EXCERPT PROVIDED Start Marker

Meet Abi, The Bubble-Blowing Startup Robot Bringing Fun To Senior Homes
Grace Brown, the 26-year-old Aussie founder of Andromeda Robotics, raised $17M for her Abi robot to act less Terminator, more fun. Now, she's launching in the U.S.

In front of me, the robot – about 4 feet tall and brightly-colored in green, purple, pink and orange – starts spraying bubbles from a cylinder that serves as its left hand.
“There’s always something fun up my sleeve,” Abi, as the robot is called, tells me in a cheerful, girlish voice.
Grace Brown, the 26-year-old entrepreneur who is introducing me to Abi, explains that the bubble party is a big hit in the environment where Abi serves: assisted living facilities, or as they call them in Brown’s native Australia, aged care homes.
“It’s fun, unexpected joy and a bit mischievous,” Brown explains. “It’s playful, and Abi is meant to be light and playful.”

EXCERPT PROVIDED End Marker

◆ WORK REQUEST 1: Reproduce the passage of the article on the Abi robot between "Grace Brown, the 26-year-old entrepreneur" and "aged care homes.", inclusive.
◆ WORK REQUEST 2:
Answer these questions using the article on the Abi robot.
(a) How much money did Grace Brown raise for her Abi robot?
(b) About how tall is the robot?
(c) What are assisted living facilities called in Australia?

SOURCE DATA Start Marker

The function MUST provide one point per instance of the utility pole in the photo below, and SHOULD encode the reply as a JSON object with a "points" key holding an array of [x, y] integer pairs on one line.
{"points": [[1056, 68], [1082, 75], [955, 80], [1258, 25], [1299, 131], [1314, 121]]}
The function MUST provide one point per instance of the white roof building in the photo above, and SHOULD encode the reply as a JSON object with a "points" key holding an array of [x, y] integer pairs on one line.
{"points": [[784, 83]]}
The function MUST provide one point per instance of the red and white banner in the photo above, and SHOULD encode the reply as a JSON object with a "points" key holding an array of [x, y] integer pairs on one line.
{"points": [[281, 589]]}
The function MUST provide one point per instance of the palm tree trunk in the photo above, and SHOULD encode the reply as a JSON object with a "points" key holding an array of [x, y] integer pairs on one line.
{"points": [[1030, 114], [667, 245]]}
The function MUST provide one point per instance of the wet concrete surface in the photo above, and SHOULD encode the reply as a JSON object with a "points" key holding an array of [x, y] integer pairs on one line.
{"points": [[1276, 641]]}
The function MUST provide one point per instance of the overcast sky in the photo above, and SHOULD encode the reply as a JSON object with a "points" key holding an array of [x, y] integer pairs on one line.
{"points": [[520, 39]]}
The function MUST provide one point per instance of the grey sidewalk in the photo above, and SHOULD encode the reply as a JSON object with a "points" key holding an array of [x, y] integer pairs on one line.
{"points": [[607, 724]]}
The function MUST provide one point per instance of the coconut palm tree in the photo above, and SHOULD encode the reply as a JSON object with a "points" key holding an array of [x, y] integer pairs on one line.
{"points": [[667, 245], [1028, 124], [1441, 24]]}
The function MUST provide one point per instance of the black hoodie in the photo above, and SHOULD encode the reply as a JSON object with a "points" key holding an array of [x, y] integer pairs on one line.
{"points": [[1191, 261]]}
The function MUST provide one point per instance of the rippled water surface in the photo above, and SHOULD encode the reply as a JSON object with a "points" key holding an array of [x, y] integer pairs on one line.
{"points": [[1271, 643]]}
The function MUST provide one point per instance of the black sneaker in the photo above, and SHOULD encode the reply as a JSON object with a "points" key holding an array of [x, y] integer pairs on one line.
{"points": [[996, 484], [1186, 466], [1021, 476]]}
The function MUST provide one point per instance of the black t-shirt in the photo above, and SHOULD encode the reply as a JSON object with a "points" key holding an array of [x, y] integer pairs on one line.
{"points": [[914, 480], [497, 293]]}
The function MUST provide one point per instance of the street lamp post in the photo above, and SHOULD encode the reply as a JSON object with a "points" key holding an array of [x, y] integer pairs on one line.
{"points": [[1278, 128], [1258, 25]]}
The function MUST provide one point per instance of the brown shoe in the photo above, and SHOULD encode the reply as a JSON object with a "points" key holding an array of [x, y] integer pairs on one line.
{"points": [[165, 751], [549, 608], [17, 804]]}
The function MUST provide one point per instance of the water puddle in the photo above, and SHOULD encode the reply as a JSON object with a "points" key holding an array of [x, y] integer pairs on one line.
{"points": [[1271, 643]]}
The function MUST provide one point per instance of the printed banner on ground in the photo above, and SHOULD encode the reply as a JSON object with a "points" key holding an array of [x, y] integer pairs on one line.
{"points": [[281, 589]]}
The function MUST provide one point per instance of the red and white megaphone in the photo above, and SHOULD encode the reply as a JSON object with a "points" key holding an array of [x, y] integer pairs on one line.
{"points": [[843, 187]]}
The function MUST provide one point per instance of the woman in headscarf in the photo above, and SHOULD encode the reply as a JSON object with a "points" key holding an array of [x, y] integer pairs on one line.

SOURCE DATA End Marker

◆ YOUR RESPONSE 1:
Grace Brown, the 26-year-old entrepreneur who is introducing me to Abi, explains that the bubble party is a big hit in the environment where Abi serves: assisted living facilities, or as they call them in Brown’s native Australia, aged care homes.

◆ YOUR RESPONSE 2:
(a) $17M
(b) About 4 feet tall
(c) Aged care homes